REQUIRED TASK:
Please update the data below by changing every "set a pin" to "place a marker" and keeping everything else unchanged.

(Dataset items)
◆ ◆ ◆

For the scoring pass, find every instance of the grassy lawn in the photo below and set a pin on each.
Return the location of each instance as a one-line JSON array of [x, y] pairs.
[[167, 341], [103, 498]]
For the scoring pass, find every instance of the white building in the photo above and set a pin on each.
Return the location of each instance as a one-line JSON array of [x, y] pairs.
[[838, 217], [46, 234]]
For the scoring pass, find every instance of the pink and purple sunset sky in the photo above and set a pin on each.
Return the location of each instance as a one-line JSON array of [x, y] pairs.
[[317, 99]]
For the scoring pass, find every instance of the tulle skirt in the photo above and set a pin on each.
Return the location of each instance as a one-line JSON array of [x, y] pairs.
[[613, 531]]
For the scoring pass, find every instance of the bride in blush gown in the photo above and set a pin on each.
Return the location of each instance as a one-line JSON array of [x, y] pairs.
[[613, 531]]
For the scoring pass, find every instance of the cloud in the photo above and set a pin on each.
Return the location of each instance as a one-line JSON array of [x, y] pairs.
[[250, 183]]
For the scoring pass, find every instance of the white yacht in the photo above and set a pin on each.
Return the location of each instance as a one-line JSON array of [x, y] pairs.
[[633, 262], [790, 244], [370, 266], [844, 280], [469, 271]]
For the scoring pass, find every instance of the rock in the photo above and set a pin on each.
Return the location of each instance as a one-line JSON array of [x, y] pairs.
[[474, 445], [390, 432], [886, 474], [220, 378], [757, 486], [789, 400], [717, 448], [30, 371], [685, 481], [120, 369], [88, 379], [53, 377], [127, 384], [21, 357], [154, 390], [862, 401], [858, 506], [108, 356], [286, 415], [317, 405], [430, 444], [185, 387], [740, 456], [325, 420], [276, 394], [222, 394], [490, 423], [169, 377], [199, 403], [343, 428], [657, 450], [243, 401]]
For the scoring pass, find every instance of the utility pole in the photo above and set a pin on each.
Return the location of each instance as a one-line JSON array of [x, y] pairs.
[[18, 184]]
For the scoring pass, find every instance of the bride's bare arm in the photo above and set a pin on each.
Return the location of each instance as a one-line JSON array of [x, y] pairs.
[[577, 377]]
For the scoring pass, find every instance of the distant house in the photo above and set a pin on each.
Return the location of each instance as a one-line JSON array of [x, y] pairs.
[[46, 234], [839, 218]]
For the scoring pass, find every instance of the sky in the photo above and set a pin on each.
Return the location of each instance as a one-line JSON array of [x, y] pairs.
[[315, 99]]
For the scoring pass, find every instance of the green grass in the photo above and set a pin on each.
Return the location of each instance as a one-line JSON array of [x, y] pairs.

◆ ◆ ◆

REPLY TO THE EXERCISE:
For the scoring pass, find every instance of the grassy lawn in the photo below and place a marker on each.
Return the location of each instance as a one-line JSON array of [x, y] pairs.
[[167, 341], [103, 498]]
For the scoring pass, find every instance of the white building in the photo above and place a marker on each.
Return the location of each instance as a one-line JSON array of [x, y] pairs.
[[838, 217], [46, 234]]
For the scoring pass, find every instance of the pink and purple sunset sky in the photo above and place a marker on each.
Return the location of each instance as a one-line JSON array of [x, y] pairs.
[[317, 99]]
For the scoring pass, find every instance of the tulle skirt in the photo above and place a marker on each.
Return the location of each instance as a one-line JSON array of [x, y] pairs.
[[613, 531]]
For the scoring pass, find every instance of the bride in blush gown in the photo above and place a marker on each.
Return the location of each instance as a one-line JSON array of [x, y] pairs.
[[613, 531]]
For the scoring pass, find every instance of the cloud in the photo above and place a marker on each.
Return the location of each instance as a one-line JSON array of [x, y] pairs.
[[250, 183]]
For the scoring pass, find every instance of the white yacht in the photo above and place a marker on each.
Return the location of each instance as a one-line JSON array of [x, y] pairs.
[[633, 262], [790, 244], [370, 266], [844, 280], [469, 271]]
For the scoring pass, find every instance of the rock in the photo above and place a marker on each.
Return the location of each instance as a one-line JSON array of [x, y] pairs.
[[474, 445], [390, 432], [886, 474], [220, 378], [757, 486], [789, 400], [717, 448], [30, 371], [685, 481], [120, 369], [88, 379], [53, 377], [127, 384], [21, 357], [154, 390], [862, 401], [858, 506], [108, 356], [286, 415], [317, 405], [430, 444], [185, 387], [740, 456], [325, 420], [276, 394], [222, 394], [490, 423], [169, 377], [199, 403], [343, 428], [657, 450], [243, 401]]
For the scoring pass, find every instance of the utility pole in the photo above and place a marker on each.
Return the location of each instance as a one-line JSON array of [x, y] pairs.
[[18, 184]]
For the scoring pass, find every instance of the bride's bare arm in the photo above and place a marker on each.
Return the location of each instance as a one-line JSON array of [x, y] pairs.
[[577, 377]]
For the scoring pass, find every instance of the distant house in the photo above and place a marker on each.
Return the location of each instance as a one-line JSON array of [x, y] pairs.
[[46, 234], [839, 218]]
For the scoring pass, find every instance of the sky in the photo above and place a marker on each.
Return the location of each instance as a one-line JSON array of [x, y] pairs.
[[315, 99]]
For the scoring pass, find every instance of the green grass in the photo above and place a marker on each.
Return the location of each instance as a one-line JSON array of [x, y] pairs.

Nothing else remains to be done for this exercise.